◆ TEXT SEGMENT
━━━

Given one or more right-continuous step functions of time, given by vector time and vector of matrix stepf, this function evaluates the step function(s) at a vector of new time points given by newtime. Typical application is when the step function is given by a non- or semi-parametric estimated of cumulative hazard or survival function, and the value of this function is required at a set of time points.

Usage

evalstep(time, stepf, newtime, subst = -Inf, to.data.frame = FALSE)

Arguments

time
A vector of time points at which the step function changes value
stepf
A vector (of the same length as time) or a matrix (with no of columns equal to the length of time) containing the values of the step function(s) at the time points
newtime
A vector of time points at which the step function(s) is/are to be evaluated
subst
A value that is substituted for elements of newtime that are smaller than the minimum of time. Default value is -Inf
to.data.frame
Determines whether the output is a data frame with the new time points and the values of the step function(s) (if TRUE) or a vector/matrix with the values of the step function(s) (if FALSE (default))

━━━

◆ GIVEN INFORMATION

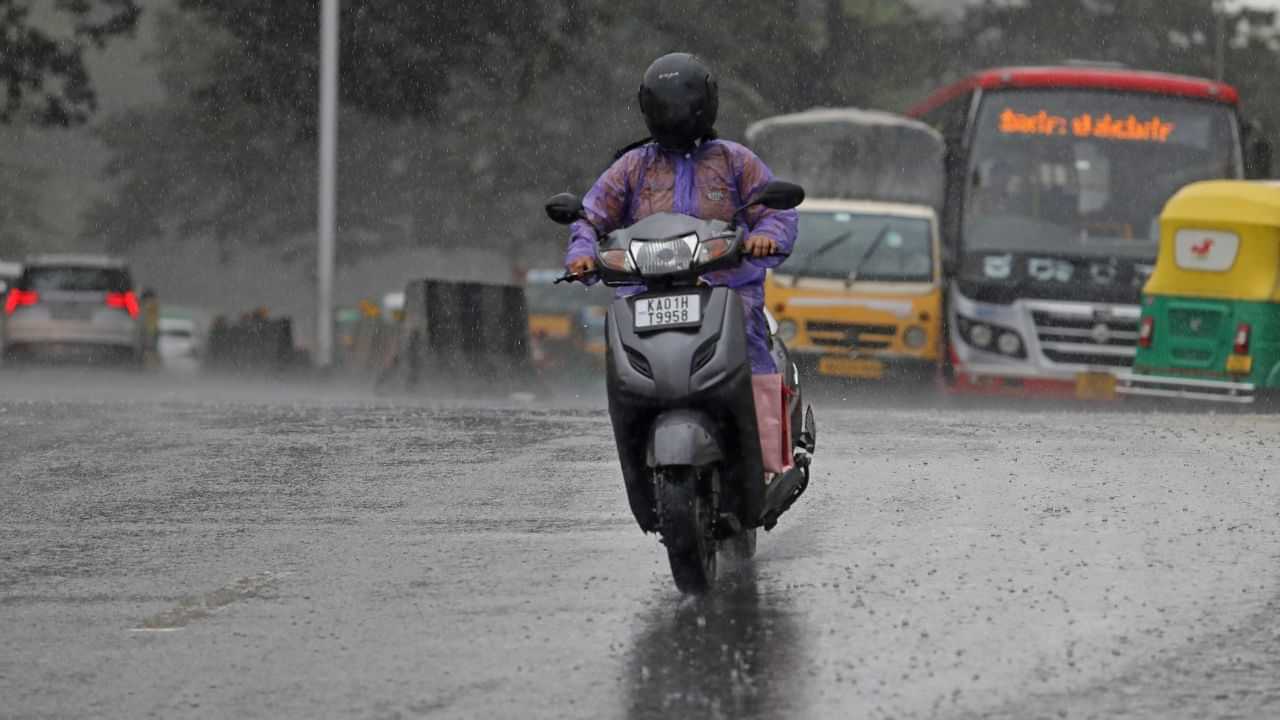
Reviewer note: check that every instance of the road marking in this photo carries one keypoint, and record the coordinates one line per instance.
(200, 606)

━━━

◆ TASK SET
A: In the evalstep documentation, what is the default value of subst?
B: Reproduce the part of the evalstep documentation that opens with the words containing "Given one or" and closes with "newtime, subst = -Inf, to.data.frame = FALSE)".
C: Write what comes next in the evalstep documentation, starting after its final line.

◆ PER-TASK ANSWERS
A: -Inf

B:
Given one or more right-continuous step functions of time, given by vector time and vector of matrix stepf, this function evaluates the step function(s) at a vector of new time points given by newtime. Typical application is when the step function is given by a non- or semi-parametric estimated of cumulative hazard or survival function, and the value of this function is required at a set of time points.

Usage

evalstep(time, stepf, newtime, subst = -Inf, to.data.frame = FALSE)

C:
Value

Either a vector/matrix containing the step function(s) evaluated at the new time points (if to.data.frame=FALSE (default)), or a data frame with column vectors newtime containing the new time points and res containing the step function evaluated at the new time points (if to.data.frame=TRUE)

Details

The argument time should be ordered, and not contain duplicated or +/- Inf, and should be of the same length as stepf. There are no restrictions on ordering or duplicates of newtime. For elements of newtime that are smaller than the minimum of time, the value of subst is substituted.

Examples

Run this code
tm <- c(0.2,0.5,1,1.2,1.8,4)
ta <- 2*tm
data.frame(time=tm, stepf=ta)
evalstep(time=tm, stepf=ta, newtime=c(0,0.2,0.3,0.6,1,1.5,3,4,5,0.1), subst=0)
evalstep(time=tm, stepf=data.frame(ta=ta,ta2=1/ta),
	newtime=c(0,0.2,0.3,0.6,1,1.5,3,4,5,0.1), subst=0)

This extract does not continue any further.